======== 文档片段

在老师们眼里,杨华几乎没有什么不懂的。大到学校改造怎么施工,小到图书室里的书怎么贴标签方便查找,粗到抡着锤子砸墙开线槽,细到word文档如何调格式符合标准……老师们的共同感受是,杨华在用实际行动告诉大家:不能等,要行动起来。
2014年春季开学,学校老师王菊休完产假回到学校一看,校长还是原来那个经常灰头土脸的校长,学校已不是原来灰头土脸的样子了。
“六一”儿童节是每一个小学的大事,丛坝小学的学生们一直渴望有一个舞台,直到2015年“六一”前夕,杨华下定决心不能再让孩子们过一个没有舞台的节日。学校老师记得,那几天反常地热,杨华带着几个老师在操场上搅拌水泥砂石,没有图纸,杨华用手比了个大概,自己动手开始砌。
太阳烤得人难受,杨华跟老师们翻出了那句常挂在嘴边的老话:“农村娃儿不怕。”没有专业的测量计算,全凭杨华闭上一只眼睛用另一只眼睛感觉。两天时间,一个9米长、4米宽、1.5米高的舞台建好了。
那个“六一”,孩子们一直在舞台上表演节目,过了最热闹的一个节日。老师们记得,那天杨华一直看着节目笑,停不下来。
“我们一家三口连张像样的合影都没有”
杨华最怕老师走,他总是嘴上说“希望你们都跳出去,有更高的平台”,但他心里清楚,老师走出这个山沟沟容易,进来就难了。尽管从来不卡着老师调动,但所有老师都明白,校长一直希望用感情把大家凝聚在一起。
杨其红老师从小在城里长大,2014年分配到丛坝小学前从来没在农村生活过。“做了很多思想准备,真到了学校还是傻眼了。”杨其红说,进学校是乡间小路,学校没有WiFi,没有澡堂,宿舍是一间教室用木板隔出的小屋,隔壁咳嗽一声都听得清清楚楚。

================
======== 源数据

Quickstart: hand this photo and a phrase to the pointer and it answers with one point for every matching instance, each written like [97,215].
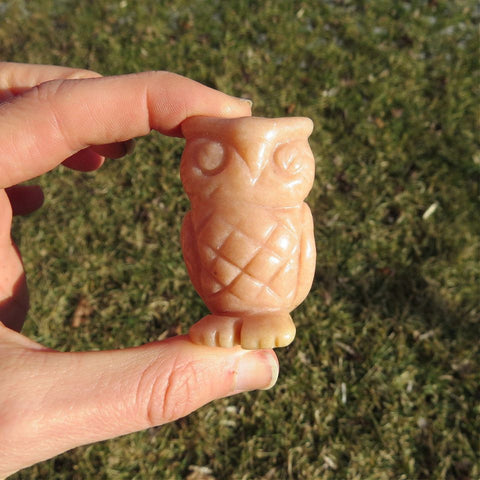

================

任务 1:
根据关于杨华的文档片段,回答下列问题:
(a)王菊是在什么时候休完产假回到学校的?
(b)2015年"六一"前夕建好的舞台有多长、多宽、多高?
(c)杨其红是哪一年分配到丛坝小学的?
任务 2:
请在关于杨华的文档片段最后一句之后续写一段,写法与原文保持一致。

任务输出 1:
(a)2014年春季开学时。
(b)9米长、4米宽、1.5米高。
(c)2014年。

任务输出 2:
家里人送她到学校正式报到时,车上大包小包的塞满了行李和零食,甚至还拉了一个床,在离学校几里地的地方,一条小河挡住了汽车前进的路,杨其红拨通了杨华的电话,杨华很快就骑着摩托车赶到了。
大包小包卸下车,杨华来来回回拉了好几趟。前一天下过雨,杨华把床绑在摩托车上准备往学校拉时特别费劲,乡间小路上摩托车一直打滑,杨华用脚使劲蹬地保持摩托车的平衡。“我眼泪一下子流出来,我不该带床和那么多零食。”杨其红对中国青年报·中青在线记者说着,眼泪涌出眼眶。
杨华另一种表达情感的方式是炒菜。每逢节假日,他总是把老师们叫到一起,自己出去割几斤肉或者杀只鸡,拿自己家做的辣椒酱和豆豉下锅爆炒,配上学校旁边菜园子里的新鲜蔬菜。一顿饭的工夫谈谈学生的情况,说说各自的烦心事,再喝两口啤酒“让大家感觉苦并快乐着”。
和老师们在一起,是杨华追求的凝聚人心之道。为此,他基本只在周末回家,平时和老师一起住在教室隔开的宿舍里,白天忙教学,需要提交的各种材料留到晚上写,经常加班到深夜。“这个要交,那个要完成,感觉杨校长的材料写不完。”祝洪伦说。
顾得上学校就顾不了家里,妻子胡位群总是见不到杨华。夫妻二人的感情非常好,结婚时冲破了很多传统习俗。胡位群曾经想借生日的机会补拍几张婚纱照,但杨华总是没时间,拖着拖着也就没了下文,“我们一家三口连一张像样的合影都没有。”胡位群说。
心中满是孩子和村子
“这个村里长大的校长想了很多娃娃的事。”学生家长何永财说。
除了孩子们在学校的几个小时,杨华最担心孩子上学路上的安全。丛坝村坐落于群山之中,弯弯曲曲的羊肠小道像彩带一般飘落在半山腰,有的路段甚至就在悬崖峭壁边上,碰到雨雪凝冻天气,湿滑的地面使人稍不留神就会摔倒。
螺丝岩是丛坝村天星、村公所两个村民组几十名学生每天上学的必经之路,这个距丛坝小学约300米的地方异常崎岖,再加上靠近悬崖,被当地人称为“送命路”。
2015年,杨华和家长委员会成员一起召开群众会,希望集资修路,这个想法很快得到大多数村民们的支持,仅仅几天就筹集了上万元的资金。随后,杨华又同村组干部一起组织村民投工投劳,5个月后,螺丝岩这段“送命路”变成了“安全路”。
路通了,方便了孩子上学,当地老百姓的山货也卖出去了,两个村民组的收入也有了起色。看到天星、村公所两个村民组发生的变化,其他村民组的群众自行集资近80万元并积极投工投劳,约16公里通组路将丛坝村8个散落在大山深处的村民组串联了起来。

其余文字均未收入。